═══ Quoted passage ═══

A search of PubMed was done using the keywords ”ibogaine” and ”noribogaine”. 156 references were found that related to human data, and four reports were excluded because they contained no reliable information on clinical course or cause of death.

Pharmacokinetics

Ibogaine is metabolized mainly by CYP2D6 to noribogaine, which has psychoactive properties and its own pharmacological profile. A polymorphism in the CYP2D6 enzyme can influence blood concentrations of both ibogaine and its primary metabolite, noribogaine, which has a much longer half-life than ibogaine.

Ibogaine and noribogaine are highly lipophilic compounds that accumulate in brain and fat tissue. In a person who died from iboga poisoning, the ratio of ibogaine to noribogaine was exceptionally high.

Mechanisms of action

Ibogaine interacts with multiple neurotransmitter systems, including NMDA, kand m-opioid receptors, sigma-2 receptor sites, and alters the expression of several proteins, including substance P, brain-derived neurotrophic factor, c-fos and egr-1.

Ibogaine is a competitive antagonist of NMDA receptor-coupled ion channels and may be involved in the anti-addictive effects of addictive drugs by increasing dynorphin A concentrations in the striatum.

Ibogaine increases glial cell line-derived neurotrophic factor (GDNF) transcription in midbrain regions, including the ventral tegmental area (VTA), and may promote regrowth and survival of dopaminergic neurons following injury.

Experimental studies

Neurodegeneration was observed in the intermediate and lateral cerebellum and the vermi following the administration of ibogaine 100 mg/kg or three doses of 100 mg/kg to rats. However, no signs of neurotoxicity were found following the administration of a 40 mg/kg single dose.

Ibogaine caused tremors in rats and mice, and these tremors were similar to harmaline-induced tremors. However, the tremors were only briefly present and were more likely to be ibogaine rather than noribogaine mediated.

═══

Try it: Quote the section of the ibogaine passage that begins with the words containing "Mechanisms of action" and ends with "c-fos and egr-1.". The data below has no connection to the ibogaine passage.

═══ Supplied information ═══

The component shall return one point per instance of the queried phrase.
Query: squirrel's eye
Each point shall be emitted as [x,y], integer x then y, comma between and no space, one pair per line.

═══

Written answer:
Mechanisms of action

Ibogaine interacts with multiple neurotransmitter systems, including NMDA, kand m-opioid receptors, sigma-2 receptor sites, and alters the expression of several proteins, including substance P, brain-derived neurotrophic factor, c-fos and egr-1.